_DIRECTIONS FOR THIS TASK_
Only the pictures are omitted; repeat all other data exactly.

_THE RECORDS_
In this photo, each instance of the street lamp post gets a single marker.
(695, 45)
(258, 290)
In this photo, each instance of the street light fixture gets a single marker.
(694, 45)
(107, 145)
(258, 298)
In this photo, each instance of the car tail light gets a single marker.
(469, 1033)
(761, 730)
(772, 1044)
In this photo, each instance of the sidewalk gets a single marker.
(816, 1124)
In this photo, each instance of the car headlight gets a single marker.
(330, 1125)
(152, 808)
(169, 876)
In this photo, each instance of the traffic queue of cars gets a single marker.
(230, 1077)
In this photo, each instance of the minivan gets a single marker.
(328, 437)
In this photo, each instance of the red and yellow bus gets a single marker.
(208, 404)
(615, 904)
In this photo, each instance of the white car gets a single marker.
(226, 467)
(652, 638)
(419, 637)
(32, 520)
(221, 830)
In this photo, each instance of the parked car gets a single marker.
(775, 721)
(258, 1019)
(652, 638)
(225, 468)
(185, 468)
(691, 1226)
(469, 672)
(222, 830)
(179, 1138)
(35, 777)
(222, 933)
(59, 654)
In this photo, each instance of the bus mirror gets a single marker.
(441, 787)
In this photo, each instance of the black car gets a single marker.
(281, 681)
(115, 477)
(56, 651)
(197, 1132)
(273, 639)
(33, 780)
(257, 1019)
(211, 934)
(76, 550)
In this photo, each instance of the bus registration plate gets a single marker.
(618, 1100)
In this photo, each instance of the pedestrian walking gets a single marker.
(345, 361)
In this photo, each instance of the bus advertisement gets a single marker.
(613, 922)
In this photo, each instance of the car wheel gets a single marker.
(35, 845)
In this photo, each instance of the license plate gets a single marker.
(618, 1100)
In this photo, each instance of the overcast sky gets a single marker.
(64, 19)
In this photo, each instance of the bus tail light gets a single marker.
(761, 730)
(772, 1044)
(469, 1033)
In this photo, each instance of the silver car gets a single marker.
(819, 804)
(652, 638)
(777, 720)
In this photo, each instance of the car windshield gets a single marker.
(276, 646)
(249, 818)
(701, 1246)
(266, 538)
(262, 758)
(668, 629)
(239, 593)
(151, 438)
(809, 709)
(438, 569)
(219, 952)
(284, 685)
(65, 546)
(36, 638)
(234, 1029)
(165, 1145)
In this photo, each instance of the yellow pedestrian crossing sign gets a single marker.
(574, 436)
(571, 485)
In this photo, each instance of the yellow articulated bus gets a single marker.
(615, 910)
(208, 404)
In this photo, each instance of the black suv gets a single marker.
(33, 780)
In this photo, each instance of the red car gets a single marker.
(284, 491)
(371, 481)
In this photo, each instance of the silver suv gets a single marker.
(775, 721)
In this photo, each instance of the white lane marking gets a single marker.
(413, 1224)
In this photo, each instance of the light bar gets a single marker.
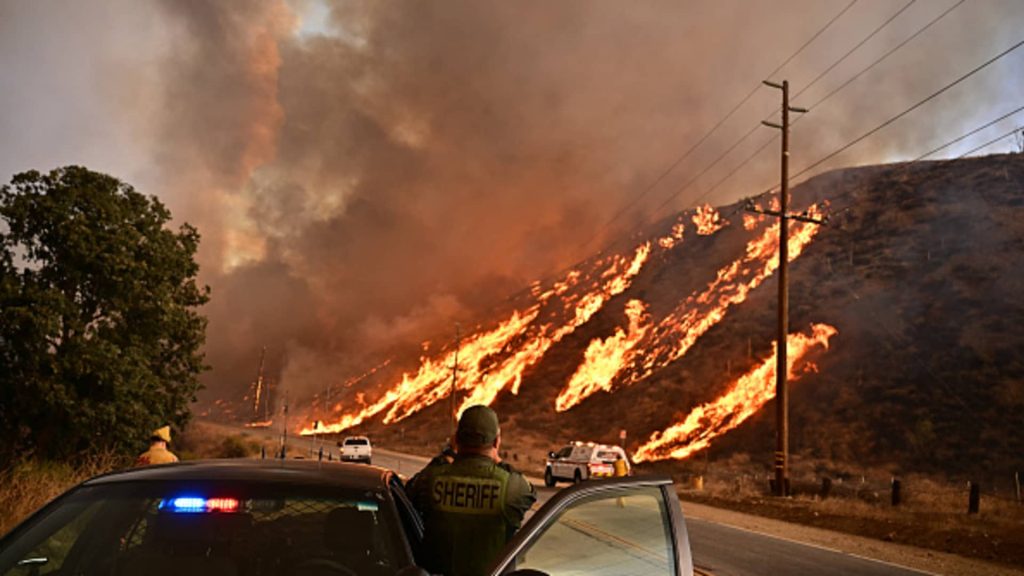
(193, 504)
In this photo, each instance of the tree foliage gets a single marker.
(100, 336)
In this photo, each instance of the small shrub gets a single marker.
(237, 446)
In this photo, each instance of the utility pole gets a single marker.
(259, 393)
(455, 378)
(781, 366)
(284, 430)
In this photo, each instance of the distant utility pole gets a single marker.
(781, 366)
(455, 377)
(284, 430)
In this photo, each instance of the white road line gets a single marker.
(818, 546)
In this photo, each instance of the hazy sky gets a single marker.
(365, 173)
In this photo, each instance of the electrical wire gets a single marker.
(679, 160)
(754, 129)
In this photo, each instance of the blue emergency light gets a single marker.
(194, 504)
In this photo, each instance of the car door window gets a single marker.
(624, 533)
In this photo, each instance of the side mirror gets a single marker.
(412, 571)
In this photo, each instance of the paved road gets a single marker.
(718, 549)
(724, 550)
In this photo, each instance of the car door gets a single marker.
(628, 526)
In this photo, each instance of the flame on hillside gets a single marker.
(708, 220)
(496, 360)
(748, 395)
(675, 237)
(603, 359)
(678, 331)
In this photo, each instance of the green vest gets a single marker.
(470, 509)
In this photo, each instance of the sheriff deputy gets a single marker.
(472, 505)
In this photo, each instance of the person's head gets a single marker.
(161, 436)
(478, 432)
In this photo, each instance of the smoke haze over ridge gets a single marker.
(364, 180)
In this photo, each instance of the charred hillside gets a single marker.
(920, 272)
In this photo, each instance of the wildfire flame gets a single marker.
(708, 220)
(678, 331)
(603, 359)
(675, 237)
(744, 397)
(493, 361)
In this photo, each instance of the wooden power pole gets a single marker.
(781, 366)
(455, 378)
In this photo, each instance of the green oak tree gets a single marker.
(100, 335)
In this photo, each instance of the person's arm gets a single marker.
(519, 498)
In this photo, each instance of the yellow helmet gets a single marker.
(163, 433)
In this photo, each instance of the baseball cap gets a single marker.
(477, 426)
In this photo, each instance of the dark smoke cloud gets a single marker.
(360, 190)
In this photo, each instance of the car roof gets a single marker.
(304, 472)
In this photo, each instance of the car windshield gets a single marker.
(210, 528)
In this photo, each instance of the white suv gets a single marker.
(356, 449)
(579, 461)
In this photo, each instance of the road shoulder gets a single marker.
(909, 557)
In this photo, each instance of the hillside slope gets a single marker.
(922, 274)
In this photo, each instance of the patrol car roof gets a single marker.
(306, 472)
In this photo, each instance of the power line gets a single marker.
(886, 55)
(679, 160)
(814, 81)
(855, 48)
(971, 133)
(989, 142)
(928, 98)
(948, 144)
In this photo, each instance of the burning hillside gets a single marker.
(671, 337)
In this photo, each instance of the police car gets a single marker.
(356, 449)
(269, 518)
(579, 461)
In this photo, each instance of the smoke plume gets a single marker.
(366, 173)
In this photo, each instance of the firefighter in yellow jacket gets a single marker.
(158, 452)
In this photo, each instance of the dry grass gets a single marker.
(933, 512)
(29, 485)
(201, 441)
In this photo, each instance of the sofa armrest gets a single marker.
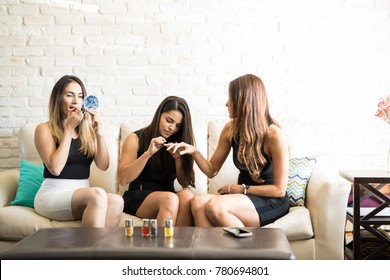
(9, 180)
(326, 199)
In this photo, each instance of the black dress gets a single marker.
(268, 208)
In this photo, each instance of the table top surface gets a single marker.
(187, 243)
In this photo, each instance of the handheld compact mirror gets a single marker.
(91, 102)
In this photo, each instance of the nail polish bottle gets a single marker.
(145, 227)
(169, 229)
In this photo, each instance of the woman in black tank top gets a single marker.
(260, 152)
(67, 145)
(150, 170)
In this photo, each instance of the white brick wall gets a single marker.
(325, 63)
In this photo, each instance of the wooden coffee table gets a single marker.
(187, 243)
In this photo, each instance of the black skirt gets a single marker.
(270, 209)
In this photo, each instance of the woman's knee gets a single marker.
(214, 208)
(169, 200)
(185, 196)
(115, 202)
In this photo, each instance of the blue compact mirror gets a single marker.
(91, 102)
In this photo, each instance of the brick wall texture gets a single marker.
(324, 63)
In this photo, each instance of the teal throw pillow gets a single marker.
(299, 176)
(30, 180)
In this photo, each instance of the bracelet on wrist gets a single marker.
(246, 187)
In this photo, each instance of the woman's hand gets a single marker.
(178, 149)
(96, 120)
(155, 145)
(227, 189)
(73, 119)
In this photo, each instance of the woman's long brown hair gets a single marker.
(185, 134)
(250, 120)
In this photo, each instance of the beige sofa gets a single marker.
(315, 231)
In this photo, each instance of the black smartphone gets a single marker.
(237, 232)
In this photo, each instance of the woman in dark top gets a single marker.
(150, 170)
(260, 152)
(67, 145)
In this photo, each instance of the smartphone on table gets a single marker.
(237, 232)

_OUTPUT_
In this photo, each instance of the street lamp post gets a single marker.
(695, 45)
(258, 290)
In this photo, each instance of the street light fixture gets a single marker.
(694, 45)
(107, 145)
(258, 298)
In this photo, each instance of the car tail light gets a single marker.
(469, 1033)
(761, 730)
(772, 1044)
In this photo, each instance of the sidewalk gets a single marker.
(816, 1124)
In this photo, each instance of the car headlight gets a single marker.
(330, 1125)
(152, 808)
(169, 876)
In this photo, each instance of the traffic queue of cars gets a single marker.
(230, 1077)
In this photo, each instance of the minivan gets a single marker.
(328, 437)
In this photo, each instance of the red and yellow bus gets a single marker.
(208, 404)
(615, 904)
In this photo, each instance of the white car gets a single marker.
(226, 467)
(652, 638)
(419, 637)
(32, 520)
(221, 830)
In this photo, each instance of the parked car gets a single marker.
(775, 721)
(258, 1019)
(652, 638)
(225, 468)
(185, 468)
(691, 1226)
(469, 672)
(222, 830)
(179, 1138)
(35, 777)
(222, 933)
(59, 654)
In this photo, each instance of the bus mirror gets a single marker.
(441, 787)
In this photo, each instance of the black car gets a single marker.
(281, 681)
(115, 477)
(56, 651)
(197, 1132)
(273, 639)
(33, 780)
(257, 1019)
(211, 934)
(76, 550)
In this photo, each instance of the bus registration plate gets a single marker.
(618, 1100)
In this photo, each instance of the pedestrian walking gets a single marker.
(345, 361)
In this photo, each instance of the bus advertisement gets a single marker.
(613, 922)
In this photo, each instance of the car wheel gets a single marker.
(35, 845)
In this photo, each instance of the license plate gets a single marker.
(618, 1100)
In this photo, each instance of the overcast sky gets a single marker.
(64, 19)
In this photo, each instance of the bus tail light gets a single marker.
(761, 730)
(772, 1044)
(469, 1033)
In this photo, each instance of the silver car gets a single marker.
(819, 804)
(652, 638)
(777, 720)
In this photo, each instance of the car windshield gets a single marker.
(276, 646)
(249, 818)
(701, 1246)
(266, 538)
(262, 758)
(668, 629)
(239, 593)
(151, 438)
(809, 709)
(438, 569)
(219, 952)
(284, 685)
(65, 546)
(36, 638)
(234, 1029)
(165, 1145)
In this photo, each instance of the yellow pedestrian crossing sign gets a single marker.
(574, 436)
(571, 485)
In this photo, each instance of the yellow articulated bus gets a single marker.
(615, 910)
(208, 404)
In this photo, each instance of the black suv gets a single marker.
(33, 780)
In this photo, each instance of the red car gets a single marker.
(284, 491)
(371, 481)
In this photo, each instance of the silver suv gets a single marker.
(775, 721)
In this photo, each instance of the white lane marking gets a single marker.
(413, 1224)
In this photo, each instance of the light bar gets a single marker.
(193, 504)
In this photo, each instance of the tree foliage gets a single marker.
(100, 336)
In this photo, each instance of the small shrub gets a single marker.
(237, 446)
In this photo, each instance of the utility pole gets a single marker.
(259, 393)
(455, 378)
(781, 366)
(284, 430)
In this photo, each instance of the distant utility pole gets a single marker.
(781, 366)
(455, 377)
(284, 430)
In this photo, each instance of the white road line gets a single marker.
(818, 546)
In this photo, each instance of the hazy sky gets a single marker.
(365, 173)
In this photo, each instance of the electrical wire gets a single marker.
(679, 160)
(754, 129)
In this photo, each instance of the blue emergency light gets a single marker.
(194, 504)
In this photo, each instance of the car door window gets a single marker.
(624, 533)
In this photo, each instance of the side mirror gets a single marker.
(412, 571)
In this photo, each instance of the paved road gets a single marker.
(718, 549)
(724, 550)
In this photo, each instance of the car door gets a single marker.
(628, 526)
In this photo, each instance of the flame on hillside gets a single marker.
(708, 220)
(496, 360)
(748, 395)
(675, 237)
(603, 359)
(678, 331)
In this photo, each instance of the green vest gets a single marker.
(470, 509)
In this photo, each instance of the sheriff deputy gets a single marker.
(472, 505)
In this photo, each instance of the person's head gets a single marker.
(161, 436)
(478, 432)
In this photo, each instance of the smoke haze over ridge gets a single marker.
(364, 180)
In this photo, each instance of the charred hillside gets a single marker.
(920, 272)
In this photo, each instance of the wildfire flame gets a single marker.
(708, 220)
(678, 331)
(603, 359)
(675, 237)
(744, 397)
(493, 361)
In this photo, each instance of the wooden power pole gets a single marker.
(781, 366)
(455, 378)
In this photo, each instance of the green oak tree gets a single marker.
(100, 335)
In this photo, each instance of the person's arm gets a single marker.
(519, 498)
In this photo, each instance of the yellow helmet gets a single marker.
(163, 433)
In this photo, each instance of the baseball cap gets a single marker.
(477, 426)
In this photo, each instance of the dark smoke cloud gets a single marker.
(360, 190)
In this photo, each instance of the car roof gets a single marker.
(304, 472)
In this photo, each instance of the car windshield gets a single marker.
(210, 528)
In this photo, each instance of the white suv gets a single marker.
(356, 449)
(579, 461)
In this photo, each instance of the road shoulder gets a single marker.
(909, 557)
In this photo, each instance of the hillside slope gets a single marker.
(922, 274)
In this photo, each instance of the patrol car roof gets a single marker.
(306, 472)
In this photo, each instance of the power line gets a single marker.
(886, 55)
(679, 160)
(814, 81)
(855, 48)
(971, 133)
(989, 142)
(928, 98)
(948, 144)
In this photo, each instance of the burning hillside gets a single marker.
(671, 337)
In this photo, each instance of the police car gets a single marker.
(356, 449)
(269, 518)
(579, 461)
In this photo, each instance of the smoke plume gets a single marker.
(366, 173)
In this photo, each instance of the firefighter in yellow jacket gets a single marker.
(158, 452)
In this photo, each instance of the dry grass gets a single marker.
(933, 512)
(29, 485)
(201, 441)
In this photo, each instance of the sofa armrest gets a single marker.
(9, 180)
(326, 199)
In this photo, each instance of the black dress gets a single marker.
(268, 208)
In this photo, each instance of the table top surface gets a single marker.
(187, 243)
In this photo, each instance of the handheld compact mirror gets a single marker.
(91, 102)
In this photo, each instance of the nail polish bottle gets a single marker.
(145, 227)
(169, 229)
In this photo, each instance of the woman in black tank top gets a single marker.
(260, 152)
(67, 145)
(150, 170)
In this photo, each instance of the white brick wall gets a single marker.
(325, 63)
In this photo, each instance of the wooden coffee table gets a single marker.
(187, 243)
In this photo, each instance of the black skirt gets a single marker.
(270, 209)
In this photo, each instance of the woman's knee gets a single marker.
(214, 208)
(169, 200)
(185, 196)
(115, 202)
In this photo, each instance of the blue compact mirror gets a single marker.
(91, 102)
In this photo, each instance of the brick wall texture gets a single marker.
(324, 63)
In this photo, each instance of the teal throw pillow gets a single marker.
(299, 176)
(30, 180)
In this photo, each instance of the bracelet on wrist gets a single marker.
(246, 187)
In this photo, each instance of the woman's hand gets a single marker.
(178, 149)
(96, 120)
(155, 145)
(227, 189)
(73, 119)
In this photo, each instance of the woman's long brown hair gets a single marker.
(185, 134)
(250, 120)
In this photo, each instance of the beige sofa gets a single marker.
(315, 231)
In this photo, each instance of the black smartphone gets a single marker.
(237, 232)
In this photo, each instance of the woman in dark top gets a single marker.
(150, 170)
(260, 152)
(67, 145)
In this photo, each instance of the smartphone on table gets a single marker.
(237, 232)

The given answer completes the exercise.